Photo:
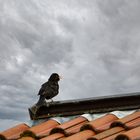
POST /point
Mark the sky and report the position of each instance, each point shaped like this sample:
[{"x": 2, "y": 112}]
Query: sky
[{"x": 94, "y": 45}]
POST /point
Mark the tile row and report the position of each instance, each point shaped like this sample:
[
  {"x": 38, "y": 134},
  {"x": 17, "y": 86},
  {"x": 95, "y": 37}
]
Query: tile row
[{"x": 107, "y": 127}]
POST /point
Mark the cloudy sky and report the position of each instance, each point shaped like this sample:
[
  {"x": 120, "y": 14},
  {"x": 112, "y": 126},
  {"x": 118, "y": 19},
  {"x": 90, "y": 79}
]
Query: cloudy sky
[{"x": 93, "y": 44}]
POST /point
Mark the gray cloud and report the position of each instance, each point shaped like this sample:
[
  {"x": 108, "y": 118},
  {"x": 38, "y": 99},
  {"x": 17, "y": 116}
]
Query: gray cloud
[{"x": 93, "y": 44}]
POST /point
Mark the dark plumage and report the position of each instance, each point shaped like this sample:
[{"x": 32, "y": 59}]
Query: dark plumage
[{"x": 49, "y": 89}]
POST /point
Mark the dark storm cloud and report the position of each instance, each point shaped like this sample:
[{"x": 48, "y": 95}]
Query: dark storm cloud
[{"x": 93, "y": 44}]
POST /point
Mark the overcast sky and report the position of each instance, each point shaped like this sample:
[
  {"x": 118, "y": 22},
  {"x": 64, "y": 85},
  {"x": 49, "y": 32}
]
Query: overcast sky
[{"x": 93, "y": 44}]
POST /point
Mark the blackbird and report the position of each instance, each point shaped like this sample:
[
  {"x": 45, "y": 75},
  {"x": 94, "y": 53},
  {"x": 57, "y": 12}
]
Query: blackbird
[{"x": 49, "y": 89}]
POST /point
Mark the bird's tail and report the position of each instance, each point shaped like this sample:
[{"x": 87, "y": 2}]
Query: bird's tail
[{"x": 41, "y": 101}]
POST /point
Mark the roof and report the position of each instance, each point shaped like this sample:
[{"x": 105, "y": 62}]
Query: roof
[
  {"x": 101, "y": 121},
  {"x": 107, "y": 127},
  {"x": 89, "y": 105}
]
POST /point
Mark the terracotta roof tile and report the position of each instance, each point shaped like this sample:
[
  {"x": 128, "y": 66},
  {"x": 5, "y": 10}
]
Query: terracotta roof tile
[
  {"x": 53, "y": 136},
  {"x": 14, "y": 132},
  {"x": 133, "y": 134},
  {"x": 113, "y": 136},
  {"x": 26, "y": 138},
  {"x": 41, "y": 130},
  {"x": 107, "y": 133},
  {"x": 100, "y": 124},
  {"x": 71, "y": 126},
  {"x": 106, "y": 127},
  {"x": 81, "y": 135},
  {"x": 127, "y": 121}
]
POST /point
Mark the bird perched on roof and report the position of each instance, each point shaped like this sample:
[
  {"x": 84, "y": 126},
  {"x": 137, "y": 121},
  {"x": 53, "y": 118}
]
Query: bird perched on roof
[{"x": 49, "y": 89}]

* * *

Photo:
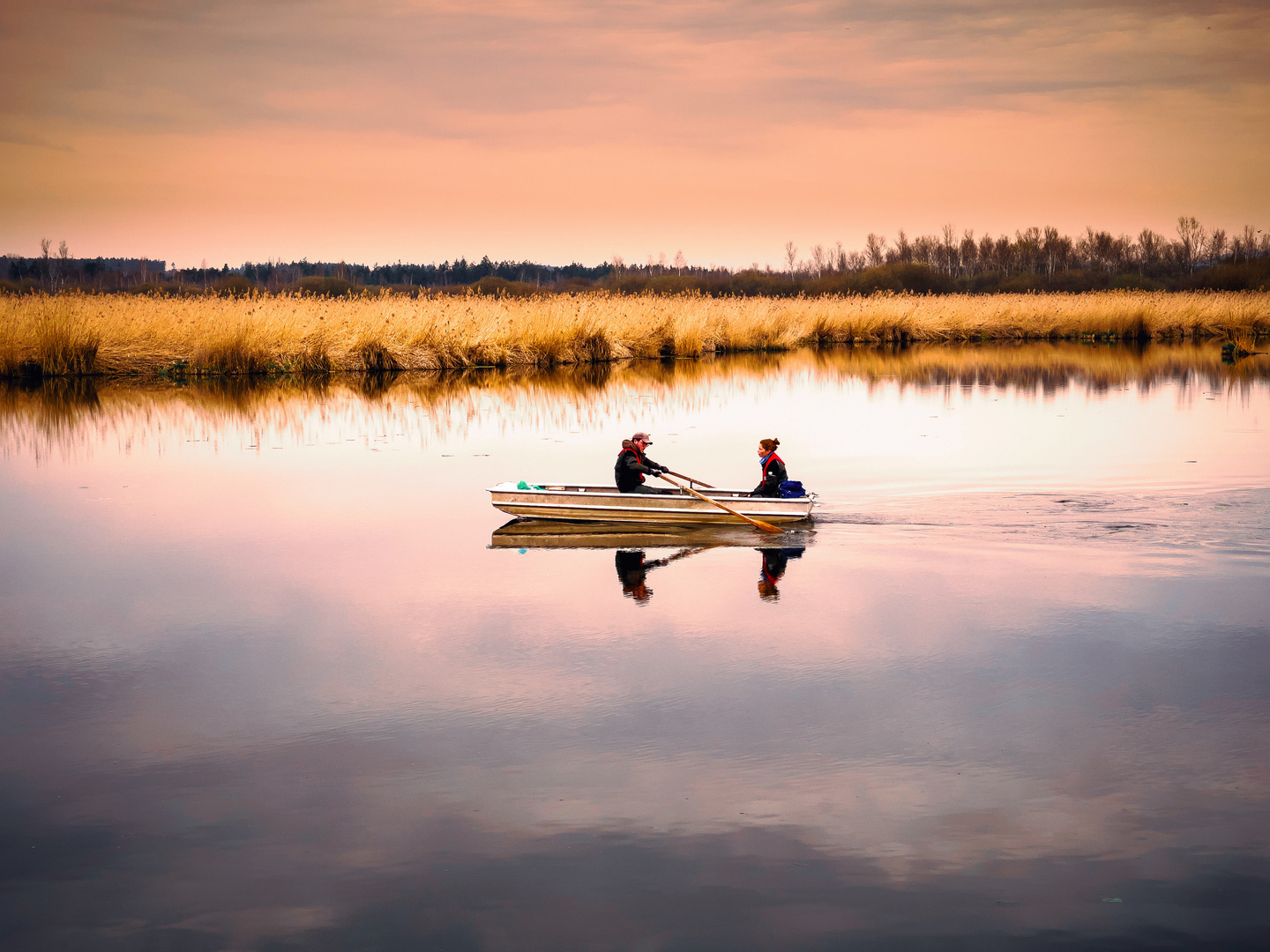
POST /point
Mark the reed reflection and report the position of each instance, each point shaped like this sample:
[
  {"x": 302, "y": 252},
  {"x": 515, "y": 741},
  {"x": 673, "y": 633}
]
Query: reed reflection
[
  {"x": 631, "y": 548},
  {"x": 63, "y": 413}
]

-- WORK INSTRUCTIONS --
Identify every line in the rows above that contains the word "overcast", and copy each of those lines.

-- WRITTEN SOLUTION --
Mark the overcast sky and report the position of each instance, each point shaped like this sample:
Query: overcast sky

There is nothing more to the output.